#### Kutipan Dokumen ####

Saat sedang mampir baca status di facebook, saya dapati mantan dosen saya di Filsafat UGM memposting link sebuah berita bahwa fisikawan kondang Stephen Hawking meluncurkan buku terbarunya yang berjudul “The Grand Design”. Link yang dilempar langsung menuai banyak tanggapan atau komentar facebooker, ini karena dalam berita itu menonjolkan bahwa dalam buku terbarunya Hawking menyatakan Tuhan tidak menciptakan alam semesta.
Diskusi soal Hawking langsung ramai. Tidak heran memang jika ada hal berbau agama atau Tuhan pasti ramai. Apalagi jika dikatakan Tuhan itu tidak ada, atau tak menciptakan alam semesta. Jangankan statemen dari fisikawan kondang sekaliber Hawking, orang iseng saja jika bilang Tuhan tidak ada saja pasti langsung heboh dan menuai kecaman.

####

**Soal 1**
Tolong tampilkan ulang secara persis bagian dari teks tentang buku Hawking, mulai dari kata-kata "Saat sedang mampir" dan berhenti setelah "tidak menciptakan alam semesta.".
**Soal 2**
Menurut teks tentang buku Hawking, apa judul buku terbaru yang diluncurkan Stephen Hawking?

#### Cuplikan Entri ####

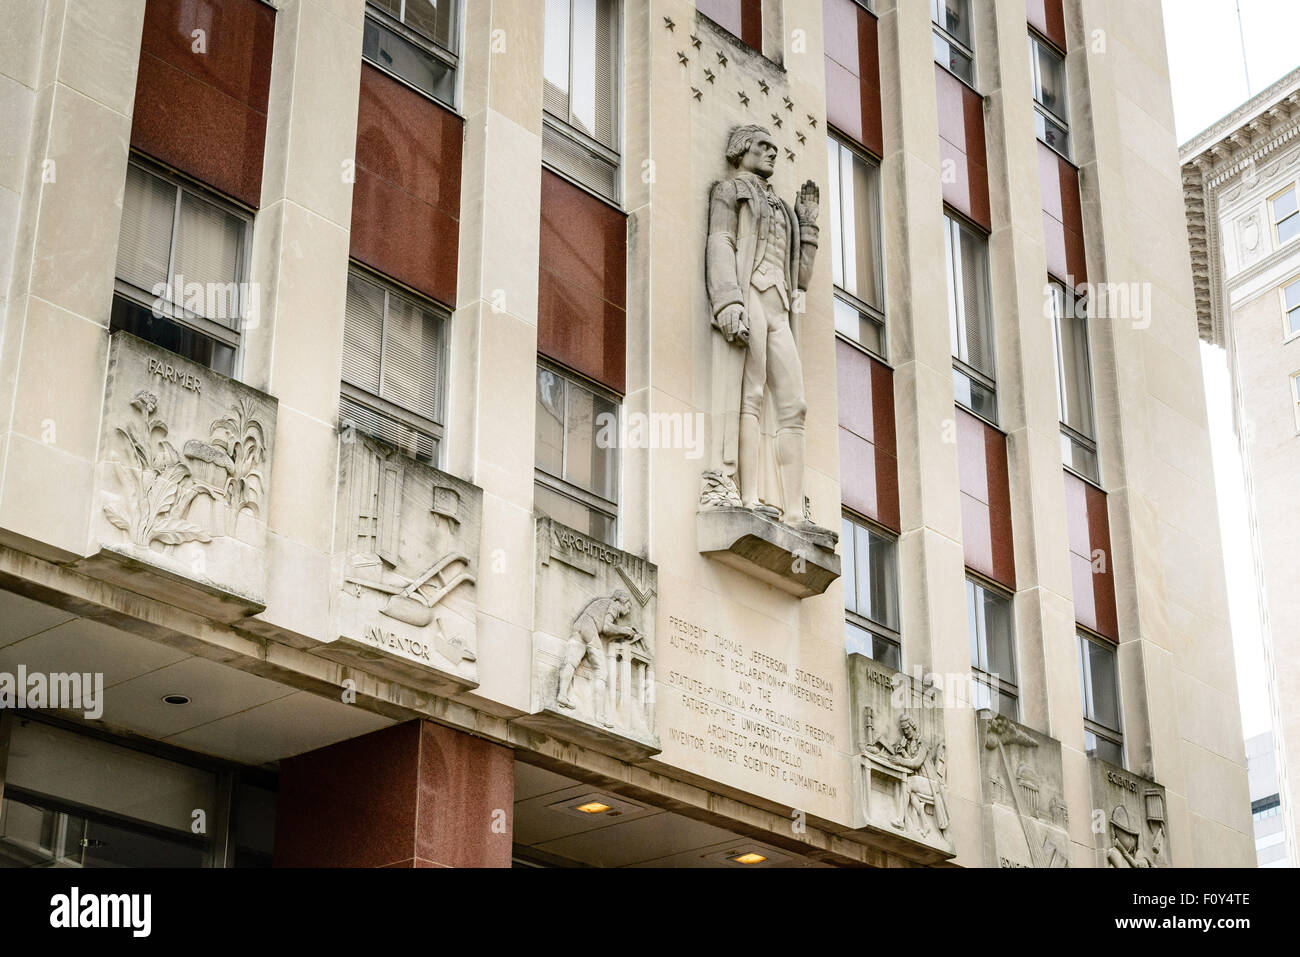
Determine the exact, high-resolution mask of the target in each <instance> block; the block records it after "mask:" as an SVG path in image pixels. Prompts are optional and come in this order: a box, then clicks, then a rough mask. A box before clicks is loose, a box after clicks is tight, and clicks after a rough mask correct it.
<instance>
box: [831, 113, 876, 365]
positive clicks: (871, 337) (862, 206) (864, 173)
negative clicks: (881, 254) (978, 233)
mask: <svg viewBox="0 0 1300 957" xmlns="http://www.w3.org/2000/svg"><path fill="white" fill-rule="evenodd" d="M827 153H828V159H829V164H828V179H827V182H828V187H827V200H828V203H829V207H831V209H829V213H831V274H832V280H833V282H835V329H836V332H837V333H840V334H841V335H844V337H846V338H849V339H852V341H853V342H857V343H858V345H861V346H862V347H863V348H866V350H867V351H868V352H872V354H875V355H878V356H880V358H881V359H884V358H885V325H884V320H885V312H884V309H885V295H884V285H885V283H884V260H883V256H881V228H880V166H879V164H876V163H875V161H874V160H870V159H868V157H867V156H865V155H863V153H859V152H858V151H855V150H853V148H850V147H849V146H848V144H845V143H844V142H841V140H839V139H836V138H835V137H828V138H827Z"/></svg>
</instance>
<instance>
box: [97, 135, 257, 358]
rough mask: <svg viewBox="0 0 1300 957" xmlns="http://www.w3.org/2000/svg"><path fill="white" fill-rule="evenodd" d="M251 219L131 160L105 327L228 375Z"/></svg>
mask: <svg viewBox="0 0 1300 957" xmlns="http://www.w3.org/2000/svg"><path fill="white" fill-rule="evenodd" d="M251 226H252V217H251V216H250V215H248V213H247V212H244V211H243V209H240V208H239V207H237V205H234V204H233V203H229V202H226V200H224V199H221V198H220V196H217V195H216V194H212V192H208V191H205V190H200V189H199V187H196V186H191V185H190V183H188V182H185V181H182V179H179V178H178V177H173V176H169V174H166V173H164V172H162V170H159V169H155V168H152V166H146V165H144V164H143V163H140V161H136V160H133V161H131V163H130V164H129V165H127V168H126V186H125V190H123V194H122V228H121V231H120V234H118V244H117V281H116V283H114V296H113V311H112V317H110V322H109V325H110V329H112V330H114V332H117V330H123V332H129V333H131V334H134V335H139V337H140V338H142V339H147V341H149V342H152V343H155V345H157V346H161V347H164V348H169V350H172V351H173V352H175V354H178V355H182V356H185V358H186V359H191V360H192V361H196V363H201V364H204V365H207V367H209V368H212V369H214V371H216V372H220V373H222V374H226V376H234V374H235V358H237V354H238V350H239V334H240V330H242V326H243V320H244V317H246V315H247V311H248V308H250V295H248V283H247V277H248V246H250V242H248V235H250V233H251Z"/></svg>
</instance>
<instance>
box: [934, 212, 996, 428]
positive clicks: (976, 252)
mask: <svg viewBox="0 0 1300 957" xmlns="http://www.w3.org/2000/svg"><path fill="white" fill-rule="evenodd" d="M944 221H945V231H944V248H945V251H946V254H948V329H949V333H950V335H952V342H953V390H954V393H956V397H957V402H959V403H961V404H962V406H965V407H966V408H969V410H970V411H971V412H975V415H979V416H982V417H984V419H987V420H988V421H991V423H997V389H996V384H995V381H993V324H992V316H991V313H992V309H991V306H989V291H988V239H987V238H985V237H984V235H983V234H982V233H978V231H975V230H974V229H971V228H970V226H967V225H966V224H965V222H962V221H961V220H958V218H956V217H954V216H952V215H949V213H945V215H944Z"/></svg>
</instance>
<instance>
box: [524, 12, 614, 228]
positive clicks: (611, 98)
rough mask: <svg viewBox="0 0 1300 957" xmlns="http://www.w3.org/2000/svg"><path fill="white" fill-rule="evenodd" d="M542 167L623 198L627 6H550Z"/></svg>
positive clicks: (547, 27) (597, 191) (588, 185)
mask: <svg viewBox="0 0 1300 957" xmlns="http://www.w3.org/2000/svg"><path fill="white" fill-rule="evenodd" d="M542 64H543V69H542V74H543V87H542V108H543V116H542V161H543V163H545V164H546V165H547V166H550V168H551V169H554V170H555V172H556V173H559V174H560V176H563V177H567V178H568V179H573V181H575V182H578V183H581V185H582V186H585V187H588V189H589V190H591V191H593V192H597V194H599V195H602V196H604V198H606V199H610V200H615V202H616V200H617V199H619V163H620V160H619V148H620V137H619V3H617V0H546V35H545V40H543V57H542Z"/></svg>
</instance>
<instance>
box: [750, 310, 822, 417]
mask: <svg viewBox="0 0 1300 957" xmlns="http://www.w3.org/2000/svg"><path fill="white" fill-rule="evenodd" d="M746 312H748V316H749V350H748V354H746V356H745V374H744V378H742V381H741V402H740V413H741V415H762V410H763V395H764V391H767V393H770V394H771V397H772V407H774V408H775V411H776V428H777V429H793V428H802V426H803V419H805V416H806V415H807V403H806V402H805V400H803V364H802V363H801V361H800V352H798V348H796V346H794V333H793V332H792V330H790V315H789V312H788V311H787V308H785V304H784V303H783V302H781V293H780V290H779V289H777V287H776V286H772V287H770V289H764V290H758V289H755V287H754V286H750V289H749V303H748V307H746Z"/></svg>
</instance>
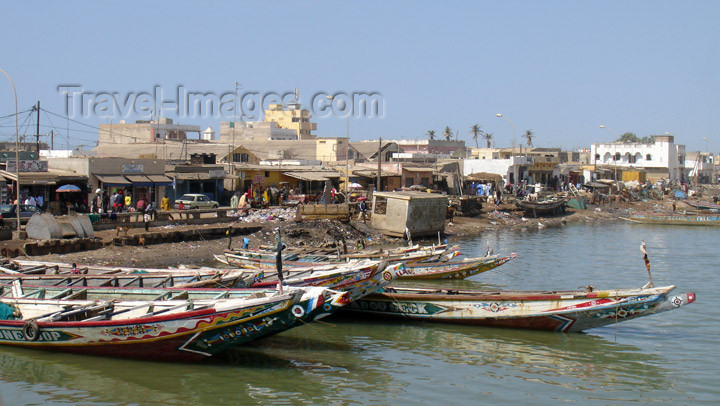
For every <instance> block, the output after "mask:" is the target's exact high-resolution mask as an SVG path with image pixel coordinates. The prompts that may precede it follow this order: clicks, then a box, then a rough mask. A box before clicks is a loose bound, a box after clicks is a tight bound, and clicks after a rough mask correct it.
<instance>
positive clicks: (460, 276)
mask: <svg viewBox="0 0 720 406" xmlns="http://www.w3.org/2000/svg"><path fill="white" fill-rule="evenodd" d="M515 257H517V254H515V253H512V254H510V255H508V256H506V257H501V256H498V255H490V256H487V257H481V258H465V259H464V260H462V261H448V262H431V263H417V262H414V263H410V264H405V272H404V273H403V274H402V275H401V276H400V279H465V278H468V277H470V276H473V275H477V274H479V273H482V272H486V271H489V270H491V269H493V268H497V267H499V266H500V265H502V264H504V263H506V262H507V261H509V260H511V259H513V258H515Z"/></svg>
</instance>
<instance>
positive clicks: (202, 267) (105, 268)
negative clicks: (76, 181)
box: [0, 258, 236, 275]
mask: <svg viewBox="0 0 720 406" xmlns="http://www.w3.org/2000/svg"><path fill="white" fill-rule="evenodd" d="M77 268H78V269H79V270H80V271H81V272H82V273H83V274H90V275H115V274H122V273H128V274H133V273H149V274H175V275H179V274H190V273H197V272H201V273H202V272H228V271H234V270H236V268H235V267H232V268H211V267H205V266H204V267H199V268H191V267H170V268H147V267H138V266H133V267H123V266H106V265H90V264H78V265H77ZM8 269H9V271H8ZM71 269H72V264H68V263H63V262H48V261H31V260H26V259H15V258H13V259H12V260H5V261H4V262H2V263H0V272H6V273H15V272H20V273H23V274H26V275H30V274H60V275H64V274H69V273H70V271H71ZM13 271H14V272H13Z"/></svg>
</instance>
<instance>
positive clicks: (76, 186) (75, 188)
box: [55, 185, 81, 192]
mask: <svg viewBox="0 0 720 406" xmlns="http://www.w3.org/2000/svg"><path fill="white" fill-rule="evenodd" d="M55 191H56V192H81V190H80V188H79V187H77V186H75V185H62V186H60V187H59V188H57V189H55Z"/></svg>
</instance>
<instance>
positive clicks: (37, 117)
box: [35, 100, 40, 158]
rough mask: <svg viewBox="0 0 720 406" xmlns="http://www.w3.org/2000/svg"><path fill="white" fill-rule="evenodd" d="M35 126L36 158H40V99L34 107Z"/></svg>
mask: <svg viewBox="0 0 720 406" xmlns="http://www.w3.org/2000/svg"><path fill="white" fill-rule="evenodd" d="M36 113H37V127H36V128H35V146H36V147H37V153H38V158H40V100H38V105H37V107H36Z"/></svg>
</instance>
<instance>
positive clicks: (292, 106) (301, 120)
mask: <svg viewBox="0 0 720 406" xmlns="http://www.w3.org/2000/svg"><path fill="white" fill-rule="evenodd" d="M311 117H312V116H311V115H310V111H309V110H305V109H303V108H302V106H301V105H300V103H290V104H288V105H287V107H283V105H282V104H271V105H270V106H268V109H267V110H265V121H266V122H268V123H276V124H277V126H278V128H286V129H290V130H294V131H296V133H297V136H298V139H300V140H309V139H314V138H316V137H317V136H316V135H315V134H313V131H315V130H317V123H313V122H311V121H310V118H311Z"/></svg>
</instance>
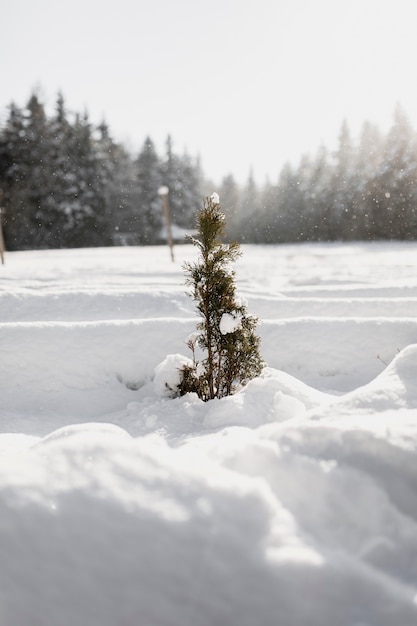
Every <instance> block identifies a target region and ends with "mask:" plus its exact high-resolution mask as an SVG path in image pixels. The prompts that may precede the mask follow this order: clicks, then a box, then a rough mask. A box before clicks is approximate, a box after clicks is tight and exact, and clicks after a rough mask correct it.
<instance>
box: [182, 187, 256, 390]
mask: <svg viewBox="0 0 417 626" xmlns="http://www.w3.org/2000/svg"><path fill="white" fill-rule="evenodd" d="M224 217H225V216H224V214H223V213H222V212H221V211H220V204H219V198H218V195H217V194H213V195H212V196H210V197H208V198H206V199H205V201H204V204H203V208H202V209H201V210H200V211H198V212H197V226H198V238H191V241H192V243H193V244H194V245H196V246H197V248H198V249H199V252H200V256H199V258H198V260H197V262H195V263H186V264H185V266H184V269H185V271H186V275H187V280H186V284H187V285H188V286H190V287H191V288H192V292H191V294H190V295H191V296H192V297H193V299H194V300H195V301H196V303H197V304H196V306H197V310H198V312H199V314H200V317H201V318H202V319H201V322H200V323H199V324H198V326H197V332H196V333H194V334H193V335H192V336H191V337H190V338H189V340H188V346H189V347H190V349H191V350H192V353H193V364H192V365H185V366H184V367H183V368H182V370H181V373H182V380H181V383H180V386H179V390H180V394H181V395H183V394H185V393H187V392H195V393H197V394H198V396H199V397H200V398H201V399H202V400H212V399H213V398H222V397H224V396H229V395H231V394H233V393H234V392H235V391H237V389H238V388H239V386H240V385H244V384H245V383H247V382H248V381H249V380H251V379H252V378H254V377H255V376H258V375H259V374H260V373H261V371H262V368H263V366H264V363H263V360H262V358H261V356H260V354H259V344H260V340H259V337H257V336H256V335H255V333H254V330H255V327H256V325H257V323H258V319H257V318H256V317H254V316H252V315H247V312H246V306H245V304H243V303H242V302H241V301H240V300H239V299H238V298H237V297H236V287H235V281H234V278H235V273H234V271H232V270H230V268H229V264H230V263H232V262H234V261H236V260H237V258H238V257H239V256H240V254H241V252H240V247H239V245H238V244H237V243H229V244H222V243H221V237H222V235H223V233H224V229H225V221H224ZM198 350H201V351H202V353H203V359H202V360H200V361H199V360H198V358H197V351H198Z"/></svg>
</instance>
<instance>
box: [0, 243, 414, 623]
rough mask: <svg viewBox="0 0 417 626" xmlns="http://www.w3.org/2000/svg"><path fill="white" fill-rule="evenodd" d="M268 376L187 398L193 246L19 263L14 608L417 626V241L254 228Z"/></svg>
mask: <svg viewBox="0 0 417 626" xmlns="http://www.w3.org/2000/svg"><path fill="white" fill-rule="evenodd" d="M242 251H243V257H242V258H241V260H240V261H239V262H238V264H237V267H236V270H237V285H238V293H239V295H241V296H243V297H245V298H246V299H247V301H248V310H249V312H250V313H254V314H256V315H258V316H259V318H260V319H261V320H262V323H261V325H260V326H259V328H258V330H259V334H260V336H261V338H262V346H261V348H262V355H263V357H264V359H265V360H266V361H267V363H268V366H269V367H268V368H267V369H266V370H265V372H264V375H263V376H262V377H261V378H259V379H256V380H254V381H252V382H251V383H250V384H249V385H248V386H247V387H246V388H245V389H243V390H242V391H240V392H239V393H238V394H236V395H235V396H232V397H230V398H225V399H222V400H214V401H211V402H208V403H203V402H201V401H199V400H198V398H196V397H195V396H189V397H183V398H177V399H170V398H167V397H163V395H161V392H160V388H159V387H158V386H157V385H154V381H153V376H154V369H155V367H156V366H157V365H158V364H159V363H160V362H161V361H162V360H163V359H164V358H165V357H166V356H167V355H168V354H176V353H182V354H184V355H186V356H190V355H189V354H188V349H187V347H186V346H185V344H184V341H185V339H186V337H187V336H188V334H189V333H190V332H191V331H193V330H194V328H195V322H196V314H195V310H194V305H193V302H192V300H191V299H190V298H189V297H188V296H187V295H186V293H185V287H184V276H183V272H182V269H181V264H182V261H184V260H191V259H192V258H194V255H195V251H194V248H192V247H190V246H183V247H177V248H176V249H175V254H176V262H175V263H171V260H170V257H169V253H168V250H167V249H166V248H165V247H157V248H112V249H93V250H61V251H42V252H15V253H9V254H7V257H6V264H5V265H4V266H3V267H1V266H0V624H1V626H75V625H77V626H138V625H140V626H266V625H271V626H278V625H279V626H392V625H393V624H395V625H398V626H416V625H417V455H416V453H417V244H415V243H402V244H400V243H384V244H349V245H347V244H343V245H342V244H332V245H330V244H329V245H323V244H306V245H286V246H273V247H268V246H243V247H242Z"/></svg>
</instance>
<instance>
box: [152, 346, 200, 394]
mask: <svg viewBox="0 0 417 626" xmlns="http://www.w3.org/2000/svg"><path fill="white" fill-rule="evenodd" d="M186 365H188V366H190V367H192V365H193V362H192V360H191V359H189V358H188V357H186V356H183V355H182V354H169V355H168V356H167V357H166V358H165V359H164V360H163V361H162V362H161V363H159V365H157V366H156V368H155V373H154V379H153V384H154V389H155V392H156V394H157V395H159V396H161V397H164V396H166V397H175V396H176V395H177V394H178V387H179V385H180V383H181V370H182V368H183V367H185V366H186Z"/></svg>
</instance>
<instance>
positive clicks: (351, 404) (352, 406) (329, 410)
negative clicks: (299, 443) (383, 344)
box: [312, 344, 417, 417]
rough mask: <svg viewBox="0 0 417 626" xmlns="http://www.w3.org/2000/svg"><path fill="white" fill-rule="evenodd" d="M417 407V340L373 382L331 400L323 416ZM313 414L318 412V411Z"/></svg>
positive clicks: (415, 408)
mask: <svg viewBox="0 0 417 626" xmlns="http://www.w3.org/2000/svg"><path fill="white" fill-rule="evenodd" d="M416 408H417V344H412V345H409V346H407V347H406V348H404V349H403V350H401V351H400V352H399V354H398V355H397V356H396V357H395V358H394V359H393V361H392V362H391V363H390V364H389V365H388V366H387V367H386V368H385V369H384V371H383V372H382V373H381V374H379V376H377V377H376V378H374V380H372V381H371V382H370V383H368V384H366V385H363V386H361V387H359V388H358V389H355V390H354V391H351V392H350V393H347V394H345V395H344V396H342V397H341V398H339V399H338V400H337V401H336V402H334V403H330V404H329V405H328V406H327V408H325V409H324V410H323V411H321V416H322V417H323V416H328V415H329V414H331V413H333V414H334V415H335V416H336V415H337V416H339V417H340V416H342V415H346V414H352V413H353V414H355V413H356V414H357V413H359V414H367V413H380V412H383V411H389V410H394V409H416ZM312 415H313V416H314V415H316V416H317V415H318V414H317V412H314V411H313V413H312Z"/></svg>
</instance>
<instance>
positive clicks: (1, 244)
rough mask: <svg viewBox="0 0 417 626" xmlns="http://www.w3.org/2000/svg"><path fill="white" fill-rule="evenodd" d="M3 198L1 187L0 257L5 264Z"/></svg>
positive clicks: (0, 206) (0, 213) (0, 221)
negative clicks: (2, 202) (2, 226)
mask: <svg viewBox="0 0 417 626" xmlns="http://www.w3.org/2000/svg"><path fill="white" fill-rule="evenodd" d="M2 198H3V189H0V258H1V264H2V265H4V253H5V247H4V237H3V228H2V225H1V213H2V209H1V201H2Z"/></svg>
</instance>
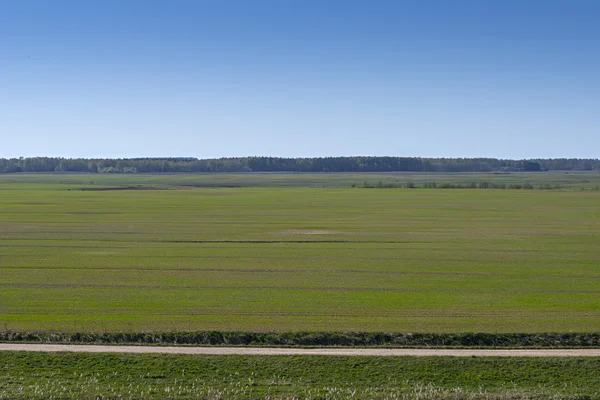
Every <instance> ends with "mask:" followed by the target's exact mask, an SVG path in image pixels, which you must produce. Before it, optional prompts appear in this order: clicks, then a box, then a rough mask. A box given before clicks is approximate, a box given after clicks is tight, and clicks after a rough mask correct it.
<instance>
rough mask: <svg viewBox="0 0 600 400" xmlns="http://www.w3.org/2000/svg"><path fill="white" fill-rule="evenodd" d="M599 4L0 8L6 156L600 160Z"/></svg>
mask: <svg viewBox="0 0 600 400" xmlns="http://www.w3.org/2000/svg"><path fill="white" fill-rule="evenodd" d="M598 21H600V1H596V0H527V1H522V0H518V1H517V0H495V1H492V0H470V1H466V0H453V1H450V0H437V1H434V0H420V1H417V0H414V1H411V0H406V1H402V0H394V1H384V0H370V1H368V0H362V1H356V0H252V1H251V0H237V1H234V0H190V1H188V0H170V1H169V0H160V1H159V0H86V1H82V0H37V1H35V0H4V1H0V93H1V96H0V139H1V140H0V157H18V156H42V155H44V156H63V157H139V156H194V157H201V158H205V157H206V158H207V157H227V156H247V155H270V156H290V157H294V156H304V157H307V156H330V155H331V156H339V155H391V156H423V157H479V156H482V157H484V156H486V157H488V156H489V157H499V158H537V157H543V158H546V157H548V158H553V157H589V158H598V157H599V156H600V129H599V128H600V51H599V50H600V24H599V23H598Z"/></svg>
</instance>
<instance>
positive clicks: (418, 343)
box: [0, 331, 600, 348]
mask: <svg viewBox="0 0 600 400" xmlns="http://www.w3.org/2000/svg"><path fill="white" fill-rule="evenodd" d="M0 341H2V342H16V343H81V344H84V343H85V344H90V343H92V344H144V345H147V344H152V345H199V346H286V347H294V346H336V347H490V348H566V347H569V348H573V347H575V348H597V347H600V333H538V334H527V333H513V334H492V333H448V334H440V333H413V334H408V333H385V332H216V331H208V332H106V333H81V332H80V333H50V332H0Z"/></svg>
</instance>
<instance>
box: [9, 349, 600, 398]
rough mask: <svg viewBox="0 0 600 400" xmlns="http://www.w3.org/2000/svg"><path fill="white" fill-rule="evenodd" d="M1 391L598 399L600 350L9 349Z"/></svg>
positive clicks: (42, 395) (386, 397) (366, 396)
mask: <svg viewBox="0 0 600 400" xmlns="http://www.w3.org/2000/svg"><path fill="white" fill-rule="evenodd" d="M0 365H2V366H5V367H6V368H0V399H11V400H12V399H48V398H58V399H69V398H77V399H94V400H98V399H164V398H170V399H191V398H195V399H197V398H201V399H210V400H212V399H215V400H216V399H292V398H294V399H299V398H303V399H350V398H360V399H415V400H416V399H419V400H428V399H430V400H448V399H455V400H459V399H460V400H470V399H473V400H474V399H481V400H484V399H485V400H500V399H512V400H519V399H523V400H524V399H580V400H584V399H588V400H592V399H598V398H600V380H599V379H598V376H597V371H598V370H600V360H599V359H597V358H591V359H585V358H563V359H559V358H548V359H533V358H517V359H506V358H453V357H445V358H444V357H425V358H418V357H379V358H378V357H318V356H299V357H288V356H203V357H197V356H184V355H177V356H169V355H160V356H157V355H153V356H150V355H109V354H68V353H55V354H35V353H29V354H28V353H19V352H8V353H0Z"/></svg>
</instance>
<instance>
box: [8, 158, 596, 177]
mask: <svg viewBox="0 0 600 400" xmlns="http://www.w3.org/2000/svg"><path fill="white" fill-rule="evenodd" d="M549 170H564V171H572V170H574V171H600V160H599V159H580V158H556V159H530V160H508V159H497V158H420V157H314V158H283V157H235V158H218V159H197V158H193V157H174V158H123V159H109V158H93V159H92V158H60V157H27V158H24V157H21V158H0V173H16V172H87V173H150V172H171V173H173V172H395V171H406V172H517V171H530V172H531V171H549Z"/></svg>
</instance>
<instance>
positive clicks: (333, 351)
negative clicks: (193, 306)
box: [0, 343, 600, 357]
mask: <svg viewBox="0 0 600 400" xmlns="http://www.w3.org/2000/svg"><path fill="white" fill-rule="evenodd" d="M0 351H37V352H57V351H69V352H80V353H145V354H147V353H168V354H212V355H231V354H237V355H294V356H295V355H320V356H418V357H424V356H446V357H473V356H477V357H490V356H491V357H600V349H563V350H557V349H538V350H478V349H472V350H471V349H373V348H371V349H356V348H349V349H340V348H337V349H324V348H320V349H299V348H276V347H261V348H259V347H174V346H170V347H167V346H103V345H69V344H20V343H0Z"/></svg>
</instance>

####

**Bagian Jawaban 1**
Saat sedang mampir baca status di facebook, saya dapati mantan dosen saya di Filsafat UGM memposting link sebuah berita bahwa fisikawan kondang Stephen Hawking meluncurkan buku terbarunya yang berjudul “The Grand Design”. Link yang dilempar langsung menuai banyak tanggapan atau komentar facebooker, ini karena dalam berita itu menonjolkan bahwa dalam buku terbarunya Hawking menyatakan Tuhan tidak menciptakan alam semesta.

**Bagian Jawaban 2**
Judulnya “The Grand Design”.